● PROBLEM
Answer these from the passage on the Utah D-Day ceremony:
(a) What was Sgt. George Papadakis's role?
(b) Over whose grave did Leavitt place a wreath?
(c) Where was the amphibious truck carrying Pvt. Nathan Warwood supposed to land?

Assembled in front of the original cemetery gate were Leavitt and about 50 representatives of the armed services, the American Legion, Disabled American Veterans and Veterans of Foreign Wars.Those who guaranteed the freedom of thousands were honored, including the women who "have not been forgotten" said Lavonne Willis, director of the Utah Office of Veterans Affairs.

Five Utah men who participated in the invasion of Normandy joined the governor. Lt. William Rice was on one of the first Allied ships to reach the French coast. Sgt. George Papadakis was crew chief on a C-47 transport plane. Sgt. Glen Lapine, now a lieutenant colonel, was part of the 82nd airborne division. Pvt. Lewis DaRonche made a safe parachute landing. Pvt. Nathan Warwood was on an amphibious truck that was supposed to land on Utah Beach but got stranded off the coast.

"These are five examples among literally thousands," Leavitt said.

He concluded his oration by saying, "Let us never forget, let us never lack their courage, let us never lack their resolve, let us always appreciate their sacrifice."

After his remarks, Leavitt placed a wreath over the grave of fallen soldier William Doyle and saluted while a trumpeter performed "Taps." A joint services color guard gave a rifle salute.

Lapine said the celebration of D-Day should get younger people interested in the military. He said the younger generation needs to have more respect for what happened at Normandy and those who sacrificed in the name of freedom.

Warwood said that people should know what the conditions were at the time and the real reason the United States was there.

"I saw kids starving and barefoot all over because Hitler was putting everything into the military," he said. "We had to do it because he was taking over. I don't feel I sacrificed because it had to be done."

● PROVIDED RECORDS
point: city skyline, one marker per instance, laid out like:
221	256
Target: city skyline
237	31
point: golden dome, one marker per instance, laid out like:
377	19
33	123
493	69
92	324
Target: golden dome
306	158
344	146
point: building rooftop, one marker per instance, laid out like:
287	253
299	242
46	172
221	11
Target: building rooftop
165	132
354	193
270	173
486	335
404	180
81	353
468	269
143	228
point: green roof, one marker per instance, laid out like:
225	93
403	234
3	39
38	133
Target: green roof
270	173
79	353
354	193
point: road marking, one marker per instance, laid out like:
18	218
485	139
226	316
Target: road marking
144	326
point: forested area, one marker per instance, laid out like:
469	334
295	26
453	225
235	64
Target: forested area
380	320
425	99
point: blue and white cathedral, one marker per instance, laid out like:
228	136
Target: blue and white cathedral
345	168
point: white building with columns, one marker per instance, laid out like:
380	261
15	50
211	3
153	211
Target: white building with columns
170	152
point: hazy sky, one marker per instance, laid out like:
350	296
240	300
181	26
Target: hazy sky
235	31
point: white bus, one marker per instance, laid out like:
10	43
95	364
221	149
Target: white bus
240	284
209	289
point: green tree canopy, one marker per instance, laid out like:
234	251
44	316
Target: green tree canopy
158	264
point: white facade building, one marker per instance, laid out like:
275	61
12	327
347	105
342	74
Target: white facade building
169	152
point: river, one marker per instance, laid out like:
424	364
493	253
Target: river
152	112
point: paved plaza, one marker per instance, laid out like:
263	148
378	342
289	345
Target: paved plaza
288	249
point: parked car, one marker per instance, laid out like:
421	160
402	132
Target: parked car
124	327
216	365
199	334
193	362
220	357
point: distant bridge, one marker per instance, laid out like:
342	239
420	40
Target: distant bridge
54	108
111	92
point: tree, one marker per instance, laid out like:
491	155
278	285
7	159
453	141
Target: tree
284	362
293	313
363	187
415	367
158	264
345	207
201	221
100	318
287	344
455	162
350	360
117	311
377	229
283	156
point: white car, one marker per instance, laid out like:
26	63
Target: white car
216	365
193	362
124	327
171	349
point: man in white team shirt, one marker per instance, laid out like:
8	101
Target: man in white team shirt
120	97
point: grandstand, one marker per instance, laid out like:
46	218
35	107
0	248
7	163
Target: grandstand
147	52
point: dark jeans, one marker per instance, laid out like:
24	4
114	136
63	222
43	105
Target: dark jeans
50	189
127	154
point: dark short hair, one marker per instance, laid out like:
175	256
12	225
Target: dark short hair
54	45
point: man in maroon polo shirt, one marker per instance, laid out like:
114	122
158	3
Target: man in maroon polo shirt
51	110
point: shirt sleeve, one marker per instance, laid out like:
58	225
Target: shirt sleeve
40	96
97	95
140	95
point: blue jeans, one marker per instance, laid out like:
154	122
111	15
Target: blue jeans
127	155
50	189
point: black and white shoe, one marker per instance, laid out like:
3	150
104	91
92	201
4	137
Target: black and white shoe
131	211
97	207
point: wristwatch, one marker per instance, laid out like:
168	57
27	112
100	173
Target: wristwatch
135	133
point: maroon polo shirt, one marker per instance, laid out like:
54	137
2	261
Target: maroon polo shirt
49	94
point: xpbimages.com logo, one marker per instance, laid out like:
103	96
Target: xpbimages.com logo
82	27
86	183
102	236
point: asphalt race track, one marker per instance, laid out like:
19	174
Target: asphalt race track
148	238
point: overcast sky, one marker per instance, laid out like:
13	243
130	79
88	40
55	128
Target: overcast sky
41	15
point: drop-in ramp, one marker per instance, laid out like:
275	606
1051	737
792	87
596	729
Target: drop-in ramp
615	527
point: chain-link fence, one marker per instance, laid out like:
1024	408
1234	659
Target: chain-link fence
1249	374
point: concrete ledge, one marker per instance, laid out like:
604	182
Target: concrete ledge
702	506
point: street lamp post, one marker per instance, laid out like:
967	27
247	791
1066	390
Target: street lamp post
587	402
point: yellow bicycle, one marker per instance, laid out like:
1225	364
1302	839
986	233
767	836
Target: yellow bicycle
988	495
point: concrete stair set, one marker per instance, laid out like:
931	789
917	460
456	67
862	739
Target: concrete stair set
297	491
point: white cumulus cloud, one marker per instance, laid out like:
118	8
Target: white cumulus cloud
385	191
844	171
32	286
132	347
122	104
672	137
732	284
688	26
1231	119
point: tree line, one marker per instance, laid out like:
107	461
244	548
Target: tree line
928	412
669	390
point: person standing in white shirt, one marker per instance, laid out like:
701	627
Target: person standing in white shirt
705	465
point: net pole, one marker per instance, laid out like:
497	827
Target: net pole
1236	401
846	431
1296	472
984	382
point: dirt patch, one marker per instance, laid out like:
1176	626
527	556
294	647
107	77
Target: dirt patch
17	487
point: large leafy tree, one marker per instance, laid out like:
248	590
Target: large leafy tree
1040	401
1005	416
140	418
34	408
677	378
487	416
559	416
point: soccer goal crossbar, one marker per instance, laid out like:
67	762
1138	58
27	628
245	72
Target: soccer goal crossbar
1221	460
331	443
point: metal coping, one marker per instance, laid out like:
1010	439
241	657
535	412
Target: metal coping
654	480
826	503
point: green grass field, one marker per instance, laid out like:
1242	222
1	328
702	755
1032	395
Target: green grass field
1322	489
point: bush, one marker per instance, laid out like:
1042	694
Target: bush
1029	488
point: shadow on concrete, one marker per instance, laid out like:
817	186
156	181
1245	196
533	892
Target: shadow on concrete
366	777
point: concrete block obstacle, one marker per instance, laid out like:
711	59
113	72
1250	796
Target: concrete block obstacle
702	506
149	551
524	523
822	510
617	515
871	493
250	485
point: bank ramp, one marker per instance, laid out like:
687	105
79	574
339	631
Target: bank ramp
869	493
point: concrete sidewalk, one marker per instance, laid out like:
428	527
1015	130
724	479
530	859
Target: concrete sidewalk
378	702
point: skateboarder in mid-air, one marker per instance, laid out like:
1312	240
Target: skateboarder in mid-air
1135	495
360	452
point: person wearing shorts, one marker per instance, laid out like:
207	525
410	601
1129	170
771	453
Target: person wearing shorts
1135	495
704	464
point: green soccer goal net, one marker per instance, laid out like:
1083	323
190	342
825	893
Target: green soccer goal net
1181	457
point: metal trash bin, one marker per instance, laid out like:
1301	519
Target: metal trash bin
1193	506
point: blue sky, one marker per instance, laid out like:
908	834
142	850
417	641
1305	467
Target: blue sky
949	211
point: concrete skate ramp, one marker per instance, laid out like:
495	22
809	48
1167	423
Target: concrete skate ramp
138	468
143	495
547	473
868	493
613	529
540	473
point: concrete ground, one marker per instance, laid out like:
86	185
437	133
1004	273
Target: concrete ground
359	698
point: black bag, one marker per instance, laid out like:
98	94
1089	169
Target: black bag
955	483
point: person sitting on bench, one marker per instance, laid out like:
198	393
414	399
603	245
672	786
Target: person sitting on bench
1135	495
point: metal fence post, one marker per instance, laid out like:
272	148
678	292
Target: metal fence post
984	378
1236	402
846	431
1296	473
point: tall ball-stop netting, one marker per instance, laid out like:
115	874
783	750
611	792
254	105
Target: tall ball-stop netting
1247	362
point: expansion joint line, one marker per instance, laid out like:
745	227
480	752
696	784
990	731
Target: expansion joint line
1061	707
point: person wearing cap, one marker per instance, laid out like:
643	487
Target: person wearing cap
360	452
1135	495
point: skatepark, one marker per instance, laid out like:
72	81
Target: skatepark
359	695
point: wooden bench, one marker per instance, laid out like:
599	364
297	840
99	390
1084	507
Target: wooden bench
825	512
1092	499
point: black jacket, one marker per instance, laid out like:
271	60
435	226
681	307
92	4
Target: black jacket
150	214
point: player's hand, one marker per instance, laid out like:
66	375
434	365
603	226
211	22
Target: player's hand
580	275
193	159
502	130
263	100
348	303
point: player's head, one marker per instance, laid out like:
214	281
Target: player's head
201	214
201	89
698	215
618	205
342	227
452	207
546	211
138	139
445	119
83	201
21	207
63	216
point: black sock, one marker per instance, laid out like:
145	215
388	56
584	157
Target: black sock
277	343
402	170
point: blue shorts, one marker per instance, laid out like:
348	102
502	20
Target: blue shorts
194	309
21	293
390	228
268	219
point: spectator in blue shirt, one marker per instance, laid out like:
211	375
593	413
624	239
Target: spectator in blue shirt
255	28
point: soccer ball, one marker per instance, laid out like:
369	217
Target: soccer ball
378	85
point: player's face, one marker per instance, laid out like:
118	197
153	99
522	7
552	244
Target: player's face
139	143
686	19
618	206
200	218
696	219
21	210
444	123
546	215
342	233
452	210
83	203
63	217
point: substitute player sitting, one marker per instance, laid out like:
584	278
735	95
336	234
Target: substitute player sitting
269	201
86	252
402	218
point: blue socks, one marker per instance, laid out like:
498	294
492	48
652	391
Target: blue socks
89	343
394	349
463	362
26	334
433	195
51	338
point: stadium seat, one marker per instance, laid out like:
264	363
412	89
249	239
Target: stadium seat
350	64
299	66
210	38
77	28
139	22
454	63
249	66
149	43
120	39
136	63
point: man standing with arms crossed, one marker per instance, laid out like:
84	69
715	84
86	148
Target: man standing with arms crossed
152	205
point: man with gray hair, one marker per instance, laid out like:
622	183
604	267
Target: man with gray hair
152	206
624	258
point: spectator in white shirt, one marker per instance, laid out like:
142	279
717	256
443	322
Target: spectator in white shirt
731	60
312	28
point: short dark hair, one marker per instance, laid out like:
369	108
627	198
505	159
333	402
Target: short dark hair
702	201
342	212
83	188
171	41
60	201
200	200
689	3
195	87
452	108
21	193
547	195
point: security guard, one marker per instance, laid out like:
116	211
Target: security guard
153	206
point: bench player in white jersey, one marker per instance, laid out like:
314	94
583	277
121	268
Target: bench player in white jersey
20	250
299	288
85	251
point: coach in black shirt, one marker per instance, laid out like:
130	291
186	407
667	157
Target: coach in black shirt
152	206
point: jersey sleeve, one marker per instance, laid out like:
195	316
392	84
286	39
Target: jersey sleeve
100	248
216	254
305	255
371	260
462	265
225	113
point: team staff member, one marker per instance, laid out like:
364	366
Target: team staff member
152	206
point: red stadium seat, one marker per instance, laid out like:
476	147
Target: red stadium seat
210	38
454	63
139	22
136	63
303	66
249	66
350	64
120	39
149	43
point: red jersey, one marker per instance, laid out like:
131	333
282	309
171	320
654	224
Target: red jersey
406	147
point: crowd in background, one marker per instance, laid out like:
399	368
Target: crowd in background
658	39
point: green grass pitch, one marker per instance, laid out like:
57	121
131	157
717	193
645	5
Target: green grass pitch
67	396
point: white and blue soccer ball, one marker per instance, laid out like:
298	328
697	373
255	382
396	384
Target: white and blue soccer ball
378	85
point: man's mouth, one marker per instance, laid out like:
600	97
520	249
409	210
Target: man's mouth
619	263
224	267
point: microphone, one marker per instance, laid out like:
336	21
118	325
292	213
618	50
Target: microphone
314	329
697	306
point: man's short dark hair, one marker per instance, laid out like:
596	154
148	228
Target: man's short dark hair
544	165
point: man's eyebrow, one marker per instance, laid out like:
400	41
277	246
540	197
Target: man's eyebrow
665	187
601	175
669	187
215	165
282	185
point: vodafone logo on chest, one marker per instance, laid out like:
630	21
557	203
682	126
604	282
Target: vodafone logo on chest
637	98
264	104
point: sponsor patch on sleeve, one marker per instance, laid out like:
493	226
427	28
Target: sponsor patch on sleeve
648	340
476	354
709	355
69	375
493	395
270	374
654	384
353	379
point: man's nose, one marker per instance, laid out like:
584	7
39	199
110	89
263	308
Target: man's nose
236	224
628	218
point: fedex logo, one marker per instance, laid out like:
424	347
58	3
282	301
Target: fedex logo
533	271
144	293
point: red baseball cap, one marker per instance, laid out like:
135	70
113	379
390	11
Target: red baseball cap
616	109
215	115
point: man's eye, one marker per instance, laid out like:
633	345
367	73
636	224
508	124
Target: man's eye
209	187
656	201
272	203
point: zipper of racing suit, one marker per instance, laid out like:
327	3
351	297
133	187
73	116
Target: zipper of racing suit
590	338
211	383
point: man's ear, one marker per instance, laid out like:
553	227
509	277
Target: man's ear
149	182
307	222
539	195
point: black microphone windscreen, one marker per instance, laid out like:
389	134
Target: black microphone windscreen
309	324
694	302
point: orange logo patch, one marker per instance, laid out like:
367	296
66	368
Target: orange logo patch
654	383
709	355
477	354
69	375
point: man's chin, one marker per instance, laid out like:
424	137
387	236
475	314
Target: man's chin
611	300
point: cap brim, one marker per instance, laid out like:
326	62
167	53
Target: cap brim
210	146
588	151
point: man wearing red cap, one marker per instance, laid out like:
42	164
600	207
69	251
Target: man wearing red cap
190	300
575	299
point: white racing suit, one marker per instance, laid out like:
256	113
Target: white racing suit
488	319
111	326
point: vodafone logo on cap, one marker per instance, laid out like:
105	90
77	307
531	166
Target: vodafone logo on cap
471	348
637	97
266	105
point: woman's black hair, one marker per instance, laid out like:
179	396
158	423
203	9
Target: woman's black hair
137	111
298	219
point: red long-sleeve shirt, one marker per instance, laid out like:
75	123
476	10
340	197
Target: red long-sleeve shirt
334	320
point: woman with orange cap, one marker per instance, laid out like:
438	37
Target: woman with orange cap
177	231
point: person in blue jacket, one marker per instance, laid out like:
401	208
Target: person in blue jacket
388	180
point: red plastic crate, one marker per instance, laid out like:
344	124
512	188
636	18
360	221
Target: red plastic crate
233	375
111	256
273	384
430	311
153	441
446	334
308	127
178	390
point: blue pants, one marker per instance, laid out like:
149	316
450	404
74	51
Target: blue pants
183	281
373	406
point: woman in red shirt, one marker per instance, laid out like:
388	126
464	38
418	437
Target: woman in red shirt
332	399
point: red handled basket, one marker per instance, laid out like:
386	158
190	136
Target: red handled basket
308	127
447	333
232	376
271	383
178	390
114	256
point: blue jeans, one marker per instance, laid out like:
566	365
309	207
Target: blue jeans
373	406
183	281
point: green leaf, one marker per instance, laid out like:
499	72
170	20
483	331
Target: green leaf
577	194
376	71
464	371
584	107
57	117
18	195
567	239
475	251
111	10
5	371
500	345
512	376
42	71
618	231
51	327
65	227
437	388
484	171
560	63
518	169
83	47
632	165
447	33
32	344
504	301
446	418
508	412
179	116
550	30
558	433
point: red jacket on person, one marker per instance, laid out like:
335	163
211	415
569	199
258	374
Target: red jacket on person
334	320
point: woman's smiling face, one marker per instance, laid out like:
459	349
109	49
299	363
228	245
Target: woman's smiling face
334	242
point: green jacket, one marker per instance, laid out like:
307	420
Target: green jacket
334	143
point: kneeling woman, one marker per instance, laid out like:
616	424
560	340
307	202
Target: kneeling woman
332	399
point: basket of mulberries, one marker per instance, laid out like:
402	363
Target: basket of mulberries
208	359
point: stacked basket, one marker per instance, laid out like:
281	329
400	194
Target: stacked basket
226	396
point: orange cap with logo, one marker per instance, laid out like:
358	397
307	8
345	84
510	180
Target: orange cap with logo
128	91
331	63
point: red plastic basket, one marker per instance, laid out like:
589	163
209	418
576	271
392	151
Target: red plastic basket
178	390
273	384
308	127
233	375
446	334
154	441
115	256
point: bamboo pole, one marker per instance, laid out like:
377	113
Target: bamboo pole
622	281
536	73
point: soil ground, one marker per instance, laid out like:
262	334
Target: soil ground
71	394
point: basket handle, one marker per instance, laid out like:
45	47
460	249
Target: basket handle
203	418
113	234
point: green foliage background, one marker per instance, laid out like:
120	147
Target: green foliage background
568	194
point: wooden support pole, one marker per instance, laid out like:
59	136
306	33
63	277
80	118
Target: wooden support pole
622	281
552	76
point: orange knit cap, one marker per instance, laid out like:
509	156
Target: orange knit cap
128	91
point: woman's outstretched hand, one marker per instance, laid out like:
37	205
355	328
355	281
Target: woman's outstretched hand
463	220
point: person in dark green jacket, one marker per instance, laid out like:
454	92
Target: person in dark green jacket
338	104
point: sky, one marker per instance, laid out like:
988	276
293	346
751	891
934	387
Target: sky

● FINISHED TASK
(a) Crew chief on a C-47 transport plane
(b) Fallen soldier William Doyle
(c) Utah Beach